» **What is needed**
In the plan definitions, reproduce the passage starting at "Section 2.21" and ending at "a Plan Year.", swapping "Commission" for "Sales Incentives".

Notwithstanding the foregoing, a Transferred Participant shall not have an Election Date as of
the Effective Date.
Section 2.21
Eligible Compensation. Eligible Compensation means any Base Salary and Commission,
Bonus, and Directors Compensation, payable to a Participant during a Plan Year.
Section 2.22
Eligible Employee. Eligible Employee means an Employee who is eligible to
participate in the Plan and is a member of a select group of management or highly compensated
employees at the time of electing to make a Deferral.
Section 2.23
Employee. Employee means a person who is employed in the capacity of an employee of
the Company.
Page 5
Section 2.24
ERISA. ERISA means the Employee Retirement Income Security Act of 1974, as amended.
Section 2.25
Fair Market Value. Fair Market Value, with respect to a share of Common Stock as of
any date, means (a) the closing sales price of the Common Stock on the New York Stock Exchange or
on any such other exchange on which the Common Stock is traded on such date, or in the absence of
reported sales on such date, the closing sales price on the immediately preceding date on which
sales were reported, or (b) in the event there is no public market for the Common Stock on such
date, the fair market value as determined in good faith by the Compensation Committee in its sole
and absolute discretion.
Section 2.26
Hypothetical Investment Benchmark. Hypothetical Investment Benchmark means the
phantom investment benchmarks determined by reference to one or more of the investment alternatives
designated by a Participant in accordance with Article VII of this Plan. The amount of interest
credited on each Valuation Date (or deducted in the case of a loss by the designated investment
alternatives) shall equal the interest, dividends, increase or decrease in market value and other
earnings or losses that would have been credited to a Participants Deferral or Matching
Contribution Account if the amounts in the Deferral or Matching Contribution Account had actually
been invested in the designated investment alternative(s).

» **Data shown**
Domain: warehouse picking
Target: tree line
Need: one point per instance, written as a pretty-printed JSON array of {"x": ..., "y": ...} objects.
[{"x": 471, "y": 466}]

» **Solution to this problem**
Section 2.21
Eligible Compensation. Eligible Compensation means any Base Salary and Sales Incentives,
Bonus, and Directors Compensation, payable to a Participant during a Plan Year.